## About this task
Repeat the attorney profile of Charlotte E. Krem word for word, starting with "The newest addition" and going on through "the litigation process.".

## Given passage
Charlotte E. Krem

The newest addition to our attorney team, Charlotte E. Krem was admitted to practice law in the State of California in 2019, and joined Kirtland & Packard LLP in January of 2021. Her work spans an array of practice areas, including personal injury, discrimination in employment and education, wage and hour, and mass torts cases. From handling the written discovery process, witness depositions, and motion practice, to legal research, negotiations with opposing counsel, and the cultivation of open, mutually trusting, and communicative client relationships, Charlotte is steadily broadening her experience and sharpening her expertise in every phase of the litigation process.

Charlotte’s academic and professional background primarily centers criminal justice and international human rights law, however, her recent transition into plaintiffs’ side civil litigation is a fitting one. She has always rooted for the underdog, stood up for the little guy, and endeavored to support and amplify the voices of those who are marginalized or mistreated. Recognition of the challenges and consequences of inequality, and a fierce commitment to fundamental fairness motivated Charlotte to pursue a legal career. She believes the law should be a tool for empowerment and accountability, and is thankful to be part of a practice that increases access to justice and emboldens the aggrieved to seek the relief they deserve.

Prior to joining the firm, Charlotte was a Deputy Public Defender in Santa Barbara County, where she managed a substantial caseload comprised of all misdemeanor offenses in the City of Lompoc, in addition to civil contempt matters. She gained extensive courtroom experience, appearing on a daily basis in adult criminal court and various specialized treatment courts on behalf of indigent individuals facing criminal charges, handling each case from arraignment all the way to settlement or preparation for trial. Charlotte’s practice was guided by principles of client-centered and holistic representation. Building trust and rapport with her clients was a priority, and her advocacy on their behalf extended beyond the courtroom—remaining available and accessible, regardless of the hour, and striving to ensure any non-legal and re-entry needs were also met.

While in Santa Barbara, Charlotte also volunteered for the People’s Justice Project, a small non-profit law firm dauntlessly dedicated to protecting the civil rights, liberties, and dignity of the County’s most vulnerable residents. She contributed to critical pre-litigation stages of a lawsuit filed on behalf of a local individual, with disabilities and experiencing homelessness, seeking accountability for police harassment and misconduct.

During law school, Charlotte interned in Madrid with Women’s Link Worldwide, an international human rights non-profit organization, innovatively utilizing the law to facilitate jurisprudential, legislative, and social change advancing the rights of women and girls at the local, domestic, regional, and global level. Another summer was spent in New York City as legal intern for the United Nations Special Rapporteur on the Promotion of Truth, Justice, Reparation and Guarantees of Non-Recurrence. In addition to providing comprehensive legal research and writing support, Charlotte authored a notable portion of the Annual Report to the United Nations Human Rights Council and General Assembly. In her chapter, “Legal Framework,” she outlines the international legal obligations of nation states in transitional contexts, and detailes a novel approach to the analysis and implementation of transitional justice mechanisms that draws meaningful distinctions between their application in post-authoritarian and post-conflict contexts. In her final year, Charlotte clerked here in California for the Office of the Alameda County Public Defender.

## Record excerpts

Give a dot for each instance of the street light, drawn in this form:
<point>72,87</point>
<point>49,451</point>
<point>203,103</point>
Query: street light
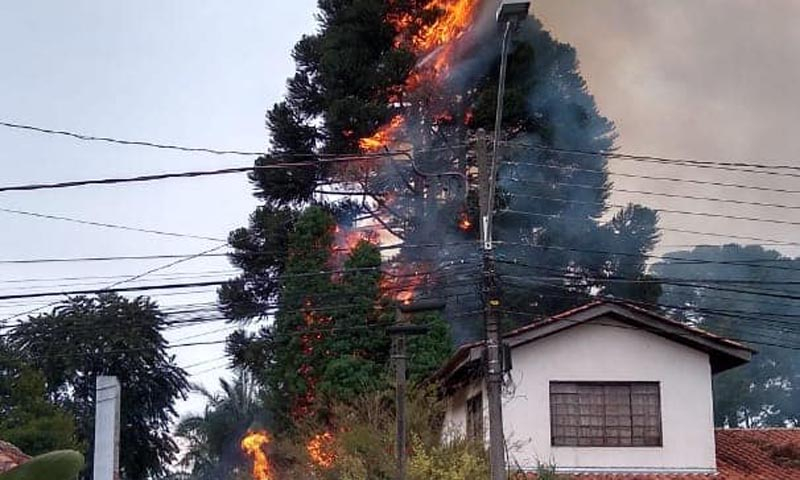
<point>509,14</point>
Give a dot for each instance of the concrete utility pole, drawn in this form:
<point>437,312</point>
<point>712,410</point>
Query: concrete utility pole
<point>400,333</point>
<point>106,428</point>
<point>509,14</point>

## Response area
The newest addition to our attorney team, Charlotte E. Krem was admitted to practice law in the State of California in 2019, and joined Kirtland & Packard LLP in January of 2021. Her work spans an array of practice areas, including personal injury, discrimination in employment and education, wage and hour, and mass torts cases. From handling the written discovery process, witness depositions, and motion practice, to legal research, negotiations with opposing counsel, and the cultivation of open, mutually trusting, and communicative client relationships, Charlotte is steadily broadening her experience and sharpening her expertise in every phase of the litigation process.